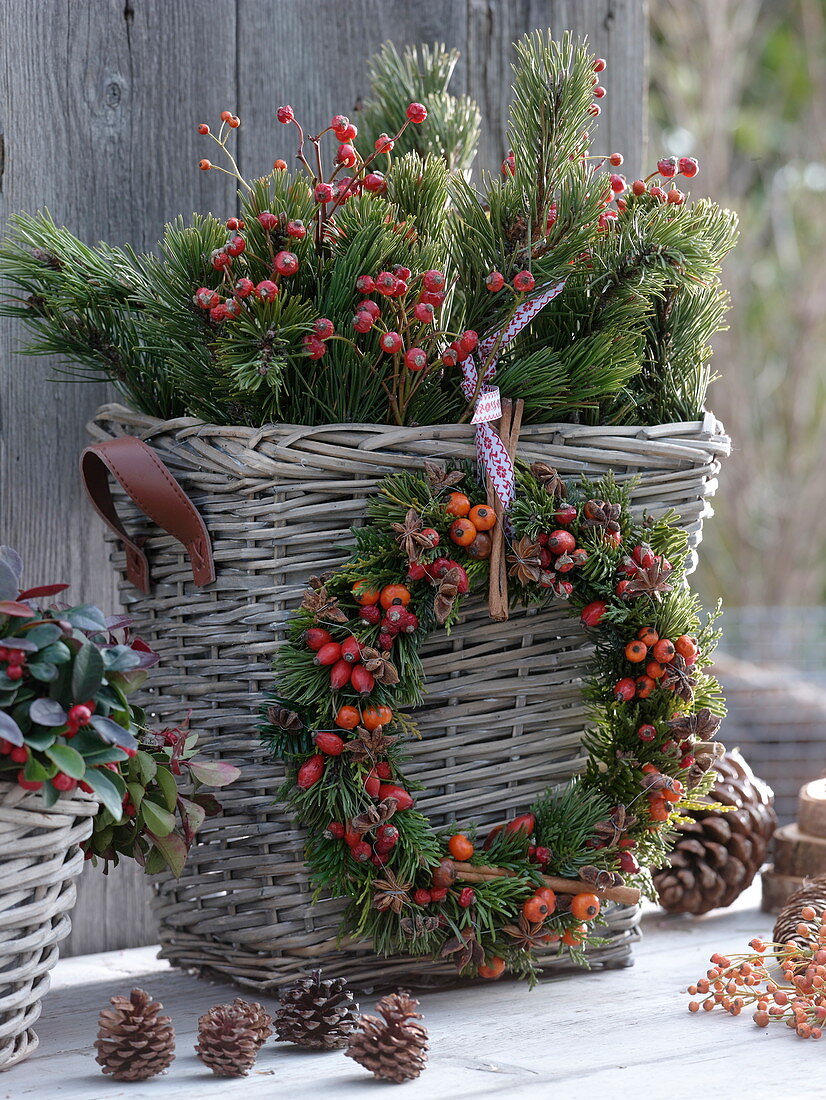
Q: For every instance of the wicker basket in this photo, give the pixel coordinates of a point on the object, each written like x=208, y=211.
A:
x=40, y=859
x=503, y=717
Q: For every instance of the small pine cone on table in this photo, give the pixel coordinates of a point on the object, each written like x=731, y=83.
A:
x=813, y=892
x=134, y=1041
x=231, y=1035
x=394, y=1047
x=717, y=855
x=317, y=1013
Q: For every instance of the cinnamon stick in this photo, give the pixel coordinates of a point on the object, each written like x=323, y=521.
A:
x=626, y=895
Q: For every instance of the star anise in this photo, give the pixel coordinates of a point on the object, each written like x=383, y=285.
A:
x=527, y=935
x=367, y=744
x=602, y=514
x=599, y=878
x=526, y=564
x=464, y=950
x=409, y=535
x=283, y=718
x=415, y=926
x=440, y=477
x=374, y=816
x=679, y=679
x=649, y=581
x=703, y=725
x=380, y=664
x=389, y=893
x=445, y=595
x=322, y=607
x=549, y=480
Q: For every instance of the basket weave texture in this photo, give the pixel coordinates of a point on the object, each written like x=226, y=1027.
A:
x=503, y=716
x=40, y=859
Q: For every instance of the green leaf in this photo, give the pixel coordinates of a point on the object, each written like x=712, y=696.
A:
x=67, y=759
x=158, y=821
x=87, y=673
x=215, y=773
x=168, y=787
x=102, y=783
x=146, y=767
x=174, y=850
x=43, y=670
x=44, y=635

- - - - - - -

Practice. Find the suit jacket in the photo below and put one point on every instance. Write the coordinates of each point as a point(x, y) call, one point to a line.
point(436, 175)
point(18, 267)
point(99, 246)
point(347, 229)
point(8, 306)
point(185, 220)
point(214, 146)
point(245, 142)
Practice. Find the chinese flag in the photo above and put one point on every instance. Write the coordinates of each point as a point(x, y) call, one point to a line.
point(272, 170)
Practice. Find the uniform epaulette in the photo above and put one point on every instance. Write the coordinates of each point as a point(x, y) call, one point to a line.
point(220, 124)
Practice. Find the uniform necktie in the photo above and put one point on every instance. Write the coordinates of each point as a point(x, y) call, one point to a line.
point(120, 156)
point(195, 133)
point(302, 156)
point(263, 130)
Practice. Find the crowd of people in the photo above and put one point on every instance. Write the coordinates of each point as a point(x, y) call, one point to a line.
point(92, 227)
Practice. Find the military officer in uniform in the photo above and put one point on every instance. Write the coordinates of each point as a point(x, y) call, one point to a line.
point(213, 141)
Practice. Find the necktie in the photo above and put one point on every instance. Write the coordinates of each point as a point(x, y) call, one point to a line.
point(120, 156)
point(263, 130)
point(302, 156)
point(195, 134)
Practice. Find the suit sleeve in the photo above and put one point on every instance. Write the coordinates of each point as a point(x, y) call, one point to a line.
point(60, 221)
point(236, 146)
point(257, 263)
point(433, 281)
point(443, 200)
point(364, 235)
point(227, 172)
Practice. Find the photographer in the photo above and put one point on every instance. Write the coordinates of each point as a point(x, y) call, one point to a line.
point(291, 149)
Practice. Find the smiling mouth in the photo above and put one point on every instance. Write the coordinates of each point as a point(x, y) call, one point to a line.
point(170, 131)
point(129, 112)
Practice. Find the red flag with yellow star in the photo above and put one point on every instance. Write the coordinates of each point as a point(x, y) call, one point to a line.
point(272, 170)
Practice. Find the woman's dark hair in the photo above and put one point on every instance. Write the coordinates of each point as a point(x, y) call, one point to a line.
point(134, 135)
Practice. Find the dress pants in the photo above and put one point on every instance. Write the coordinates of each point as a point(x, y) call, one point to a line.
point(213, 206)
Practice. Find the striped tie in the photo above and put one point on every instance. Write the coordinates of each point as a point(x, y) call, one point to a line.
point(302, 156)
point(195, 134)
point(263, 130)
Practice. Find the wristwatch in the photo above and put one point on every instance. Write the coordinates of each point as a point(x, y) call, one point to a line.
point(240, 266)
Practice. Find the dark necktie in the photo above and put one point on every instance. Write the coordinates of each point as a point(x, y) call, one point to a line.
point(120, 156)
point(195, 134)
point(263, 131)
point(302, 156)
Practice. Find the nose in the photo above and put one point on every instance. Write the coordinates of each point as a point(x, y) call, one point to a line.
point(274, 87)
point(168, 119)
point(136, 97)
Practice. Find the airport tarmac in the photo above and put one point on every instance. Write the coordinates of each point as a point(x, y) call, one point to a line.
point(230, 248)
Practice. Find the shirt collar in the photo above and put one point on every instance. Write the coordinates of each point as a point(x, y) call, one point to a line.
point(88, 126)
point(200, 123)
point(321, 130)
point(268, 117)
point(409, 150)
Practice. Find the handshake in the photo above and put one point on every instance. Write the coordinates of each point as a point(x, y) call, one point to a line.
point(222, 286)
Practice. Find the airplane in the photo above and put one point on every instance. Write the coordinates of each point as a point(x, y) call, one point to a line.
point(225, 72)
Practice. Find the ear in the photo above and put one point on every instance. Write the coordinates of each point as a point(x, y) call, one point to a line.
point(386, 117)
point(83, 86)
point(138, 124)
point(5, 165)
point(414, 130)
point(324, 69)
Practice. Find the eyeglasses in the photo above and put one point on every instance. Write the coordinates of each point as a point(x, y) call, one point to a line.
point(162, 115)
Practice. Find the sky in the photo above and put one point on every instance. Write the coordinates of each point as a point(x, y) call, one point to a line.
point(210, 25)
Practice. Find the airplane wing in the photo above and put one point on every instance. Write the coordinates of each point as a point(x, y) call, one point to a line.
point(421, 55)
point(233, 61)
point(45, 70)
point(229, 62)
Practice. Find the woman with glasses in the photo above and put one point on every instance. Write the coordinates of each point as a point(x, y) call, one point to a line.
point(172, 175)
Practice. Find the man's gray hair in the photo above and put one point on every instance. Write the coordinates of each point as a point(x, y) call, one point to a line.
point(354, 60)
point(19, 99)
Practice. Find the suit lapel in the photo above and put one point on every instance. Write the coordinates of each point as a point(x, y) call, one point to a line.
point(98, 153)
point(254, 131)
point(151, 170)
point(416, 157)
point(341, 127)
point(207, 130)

- - - - - - -

- **Task details**
Above are the records. Print exactly, and only, the lines from the line with "Q: For every instance of the cinnamon" to the line with "Q: For every instance of the star", both inclusive.

- **Answer to this problem**
Q: For every instance of the cinnamon stick in this photo, give the pixel coordinates of a point on the object, each written like x=323, y=521.
A:
x=626, y=895
Q: For every instance of the star anise in this photo, give the pixel coordinates of a point on the object, each written like x=383, y=285.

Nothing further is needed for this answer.